+++ SOURCE DATA

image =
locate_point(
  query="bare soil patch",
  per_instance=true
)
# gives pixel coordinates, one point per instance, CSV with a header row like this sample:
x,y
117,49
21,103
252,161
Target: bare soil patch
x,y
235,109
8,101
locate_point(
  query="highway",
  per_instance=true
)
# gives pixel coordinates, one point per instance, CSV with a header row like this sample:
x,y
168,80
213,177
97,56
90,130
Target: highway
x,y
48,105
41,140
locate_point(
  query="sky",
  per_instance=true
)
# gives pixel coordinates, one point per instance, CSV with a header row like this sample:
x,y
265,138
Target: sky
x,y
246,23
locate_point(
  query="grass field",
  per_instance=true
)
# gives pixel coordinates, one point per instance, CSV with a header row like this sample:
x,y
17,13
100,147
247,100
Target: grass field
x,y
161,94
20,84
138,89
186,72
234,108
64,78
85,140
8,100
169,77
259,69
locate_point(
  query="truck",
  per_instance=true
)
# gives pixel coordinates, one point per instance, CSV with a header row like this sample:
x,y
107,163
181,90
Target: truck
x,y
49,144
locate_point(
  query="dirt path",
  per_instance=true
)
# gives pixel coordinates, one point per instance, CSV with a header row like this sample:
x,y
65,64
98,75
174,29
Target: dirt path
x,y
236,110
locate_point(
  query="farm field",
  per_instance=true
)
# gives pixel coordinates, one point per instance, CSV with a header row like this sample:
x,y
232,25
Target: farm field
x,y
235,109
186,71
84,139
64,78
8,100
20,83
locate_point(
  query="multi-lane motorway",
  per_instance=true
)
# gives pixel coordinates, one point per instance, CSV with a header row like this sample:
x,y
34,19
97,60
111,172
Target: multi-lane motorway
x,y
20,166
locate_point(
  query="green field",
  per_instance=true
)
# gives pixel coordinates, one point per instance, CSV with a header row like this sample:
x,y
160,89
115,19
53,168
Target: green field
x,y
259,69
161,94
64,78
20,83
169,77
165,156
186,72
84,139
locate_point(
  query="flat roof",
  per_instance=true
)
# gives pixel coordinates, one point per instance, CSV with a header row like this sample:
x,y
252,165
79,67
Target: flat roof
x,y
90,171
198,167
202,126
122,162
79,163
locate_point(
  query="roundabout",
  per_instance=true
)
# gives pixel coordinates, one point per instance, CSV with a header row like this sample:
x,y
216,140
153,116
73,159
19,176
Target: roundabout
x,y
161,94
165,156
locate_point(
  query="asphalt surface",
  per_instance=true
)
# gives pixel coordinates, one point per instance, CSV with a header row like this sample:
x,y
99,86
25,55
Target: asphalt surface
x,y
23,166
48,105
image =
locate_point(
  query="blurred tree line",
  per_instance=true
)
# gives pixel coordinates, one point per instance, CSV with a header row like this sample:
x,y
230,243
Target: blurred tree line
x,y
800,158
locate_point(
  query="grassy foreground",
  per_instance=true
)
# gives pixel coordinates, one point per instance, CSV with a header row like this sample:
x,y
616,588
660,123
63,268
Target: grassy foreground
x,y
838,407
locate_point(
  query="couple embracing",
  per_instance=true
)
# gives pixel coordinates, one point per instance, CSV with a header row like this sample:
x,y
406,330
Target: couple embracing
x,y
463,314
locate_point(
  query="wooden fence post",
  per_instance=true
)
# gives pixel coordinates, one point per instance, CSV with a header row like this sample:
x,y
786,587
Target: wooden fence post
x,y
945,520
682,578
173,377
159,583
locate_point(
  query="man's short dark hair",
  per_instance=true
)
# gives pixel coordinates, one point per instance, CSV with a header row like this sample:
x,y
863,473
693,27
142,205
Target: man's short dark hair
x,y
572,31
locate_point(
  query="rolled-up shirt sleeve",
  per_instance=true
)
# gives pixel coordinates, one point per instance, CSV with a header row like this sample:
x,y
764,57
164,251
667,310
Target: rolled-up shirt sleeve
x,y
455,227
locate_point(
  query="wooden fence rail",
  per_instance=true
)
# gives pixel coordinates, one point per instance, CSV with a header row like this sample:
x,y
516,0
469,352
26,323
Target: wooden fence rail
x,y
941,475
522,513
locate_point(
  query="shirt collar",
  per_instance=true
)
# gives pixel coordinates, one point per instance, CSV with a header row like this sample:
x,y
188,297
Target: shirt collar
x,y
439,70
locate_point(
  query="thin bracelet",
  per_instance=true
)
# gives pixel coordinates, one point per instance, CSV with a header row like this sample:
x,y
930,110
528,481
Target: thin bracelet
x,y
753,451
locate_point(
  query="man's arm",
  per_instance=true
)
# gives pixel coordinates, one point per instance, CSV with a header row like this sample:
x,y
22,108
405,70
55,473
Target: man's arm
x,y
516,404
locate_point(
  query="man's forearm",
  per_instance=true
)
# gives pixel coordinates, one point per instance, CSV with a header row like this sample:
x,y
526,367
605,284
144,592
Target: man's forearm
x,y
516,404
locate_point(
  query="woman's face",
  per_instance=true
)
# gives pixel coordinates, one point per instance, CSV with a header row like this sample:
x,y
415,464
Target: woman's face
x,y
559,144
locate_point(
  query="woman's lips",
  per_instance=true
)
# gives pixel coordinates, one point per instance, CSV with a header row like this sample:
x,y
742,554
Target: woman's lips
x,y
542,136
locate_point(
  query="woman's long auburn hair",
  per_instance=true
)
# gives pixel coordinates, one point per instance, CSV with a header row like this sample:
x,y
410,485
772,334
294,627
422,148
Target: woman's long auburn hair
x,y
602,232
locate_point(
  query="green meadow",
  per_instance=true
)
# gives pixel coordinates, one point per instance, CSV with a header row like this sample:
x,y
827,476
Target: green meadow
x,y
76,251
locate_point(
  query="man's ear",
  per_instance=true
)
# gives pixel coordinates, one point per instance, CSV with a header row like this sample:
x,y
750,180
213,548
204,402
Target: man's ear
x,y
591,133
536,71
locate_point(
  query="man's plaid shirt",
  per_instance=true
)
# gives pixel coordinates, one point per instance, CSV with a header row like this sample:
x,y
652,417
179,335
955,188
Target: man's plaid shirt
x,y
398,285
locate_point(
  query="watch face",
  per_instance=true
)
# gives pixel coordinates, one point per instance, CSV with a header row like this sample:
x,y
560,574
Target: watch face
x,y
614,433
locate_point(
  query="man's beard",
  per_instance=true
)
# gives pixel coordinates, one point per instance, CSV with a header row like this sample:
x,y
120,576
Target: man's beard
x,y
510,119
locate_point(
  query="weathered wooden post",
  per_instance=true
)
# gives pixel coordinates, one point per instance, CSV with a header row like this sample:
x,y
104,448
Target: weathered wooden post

++++++

Word for word, quote all of the data above.

## [COMPLETED EXERCISE]
image =
locate_point(
  query="bare soil patch",
  per_instance=true
)
# gives pixel coordinates, one point per instance, CSV with a header row like this sample:
x,y
117,49
21,103
252,161
Target: bare soil patch
x,y
235,109
8,101
locate_point(
  query="highway",
  per_instance=true
)
# gives pixel coordinates, one point per instance, CSV with a header row like this sample:
x,y
168,80
213,177
97,56
90,130
Target: highway
x,y
48,105
41,140
locate_point(
  query="sky",
  per_instance=true
)
# gives pixel coordinates, one point per instance, CSV with a header row like this sample:
x,y
265,138
Target: sky
x,y
246,23
locate_point(
  query="grass field",
  per_instance=true
)
# gives pixel coordinates, one point per instance, CSV with a header row like this sample:
x,y
17,13
100,147
247,100
Target: grass field
x,y
161,94
20,84
138,89
186,72
234,108
64,78
85,140
8,100
169,77
259,69
locate_point(
  query="truck",
  per_instance=true
)
# gives pixel coordinates, one point per instance, CSV with a header row like this sample:
x,y
107,163
181,90
Target: truck
x,y
49,144
locate_point(
  query="dirt path",
  per_instance=true
)
# gives pixel coordinates, one point per instance, CSV with a header row like this sample:
x,y
65,64
98,75
174,29
Target: dirt path
x,y
236,110
locate_point(
  query="farm field",
  per_instance=true
)
# gives pixel coordinates, one point per instance, CSV with a header row like this sample:
x,y
232,25
Target: farm field
x,y
235,109
186,71
84,139
64,78
8,100
20,83
locate_point(
  query="multi-lane motorway",
  per_instance=true
)
# gives pixel coordinates, one point per instance, CSV with a header row like this sample:
x,y
34,19
97,60
111,172
Target: multi-lane motorway
x,y
20,166
locate_point(
  query="green field",
  per_instance=true
)
# gives pixel coordinates, one point per instance, CSV with a header row like this sample:
x,y
160,89
115,19
53,168
Target: green field
x,y
259,69
161,94
64,78
20,83
169,77
165,156
186,72
84,139
locate_point(
  query="flat roof",
  per_instance=true
)
# gives pixel coordinates, one point per instance, CSV with a header row like this sample:
x,y
252,165
79,67
Target: flat roof
x,y
90,171
198,167
202,126
122,162
79,163
locate_point(
  query="roundabout",
  per_instance=true
)
# gives pixel coordinates, one point per instance, CSV with a header row like this sample:
x,y
216,140
153,116
73,159
19,176
Target: roundabout
x,y
161,94
165,156
locate_point(
  query="asphalt surface",
  per_instance=true
)
# gives pixel coordinates, one point per instance, CSV with a header row like this sample:
x,y
99,86
25,55
Target: asphalt surface
x,y
23,166
48,105
image =
locate_point(
  query="blurred tree line",
  per_instance=true
)
# gives pixel coordinates, one point per instance, CSV with a header row like this sample:
x,y
230,243
Target: blurred tree line
x,y
800,158
locate_point(
  query="grassy foreground",
  per_instance=true
)
# gives pixel coordinates, one point per instance, CSV with a header row like this sample:
x,y
616,588
660,123
63,268
Target: grassy foreground
x,y
838,407
locate_point(
  query="couple embracing",
  per_instance=true
)
# gives pixel coordinates, one point per instance, CSV with a header row like this sample:
x,y
406,330
Target: couple embracing
x,y
463,314
locate_point(
  query="wooden fence post",
  per_instance=true
)
# gives pixel coordinates, one point per instance, CSV with a header row like this sample:
x,y
786,587
Target: wooden fence post
x,y
945,520
682,578
173,377
159,583
locate_point(
  query="man's short dark hair",
  per_instance=true
)
# gives pixel coordinates, one point per instance, CSV with a header row like this sample:
x,y
863,473
693,27
142,205
Target: man's short dark hair
x,y
572,31
locate_point(
  query="rolled-up shirt sleeve",
  per_instance=true
)
# gives pixel coordinates, one point per instance, CSV with a header row like this sample:
x,y
764,57
164,251
667,310
Target: rolled-up shirt sleeve
x,y
455,227
locate_point(
  query="wooden fence rail",
  per_instance=true
)
# gives pixel coordinates, one point per instance, CSV with a header row like this sample:
x,y
516,0
469,352
26,323
Target: wooden fence rail
x,y
941,475
522,513
locate_point(
  query="shirt collar",
  per_instance=true
)
# gives pixel coordinates, one point per instance, CSV with a header row like this sample:
x,y
188,297
Target: shirt collar
x,y
439,70
locate_point(
  query="thin bracelet",
  per_instance=true
)
# gives pixel coordinates, one point per instance, CSV with a header row like this sample:
x,y
930,110
528,481
Target: thin bracelet
x,y
753,451
locate_point(
  query="man's arm",
  per_instance=true
)
# gives pixel coordinates, one point per instance, CSV with a header row like this sample:
x,y
22,108
405,70
55,473
Target: man's arm
x,y
516,404
locate_point(
  query="man's forearm",
  per_instance=true
)
# gives pixel coordinates, one point per instance, CSV with a header row like this sample:
x,y
526,367
605,284
144,592
Target: man's forearm
x,y
516,404
locate_point(
  query="woman's face",
  per_instance=true
)
# gives pixel coordinates, one point per instance, CSV with a header row like this sample:
x,y
415,464
Target: woman's face
x,y
559,144
locate_point(
  query="woman's lips",
  per_instance=true
)
# gives pixel coordinates, one point per instance, CSV with a header row like this sample:
x,y
742,554
Target: woman's lips
x,y
542,136
locate_point(
  query="woman's long auburn hair",
  per_instance=true
)
# gives pixel coordinates, one point per instance, CSV with a header row like this sample:
x,y
410,485
772,334
294,627
422,148
Target: woman's long auburn hair
x,y
602,232
locate_point(
  query="green meadow",
  per_instance=true
)
# gives pixel coordinates, one point per instance, CSV with a header row like this sample:
x,y
827,476
Target: green meadow
x,y
76,251
locate_point(
  query="man's ear",
  per_instance=true
)
# gives pixel coordinates, one point per instance, CSV with a header row like this sample:
x,y
750,180
213,548
204,402
Target: man's ear
x,y
591,133
536,71
locate_point(
  query="man's plaid shirt",
  per_instance=true
)
# gives pixel coordinates, one point per instance, CSV with a header row like this sample:
x,y
652,417
179,335
955,188
Target: man's plaid shirt
x,y
398,285
locate_point(
  query="watch face",
  per_instance=true
)
# gives pixel coordinates, one point per instance, CSV with a header row like this sample:
x,y
560,574
Target: watch face
x,y
614,433
locate_point(
  query="man's beard",
  per_instance=true
)
# gives pixel coordinates, one point per instance, CSV with a header row like this sample:
x,y
120,576
Target: man's beard
x,y
510,119
locate_point(
  query="weathered wooden post",
  per_instance=true
)
# gives pixel coordinates, one point per instance, CSV with a header row like this sample:
x,y
104,448
Target: weathered wooden post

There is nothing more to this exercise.